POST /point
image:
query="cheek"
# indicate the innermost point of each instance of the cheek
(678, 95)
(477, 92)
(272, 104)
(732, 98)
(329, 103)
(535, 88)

********************

§ **WHAT YOU SHOULD DO**:
Write out all of the rows above again, character for character and in the same order.

§ **FULL SOLUTION**:
POST /point
image:
query="cheek"
# indicate the innermost point of each instance of the cheek
(678, 95)
(477, 92)
(272, 104)
(732, 98)
(329, 103)
(535, 88)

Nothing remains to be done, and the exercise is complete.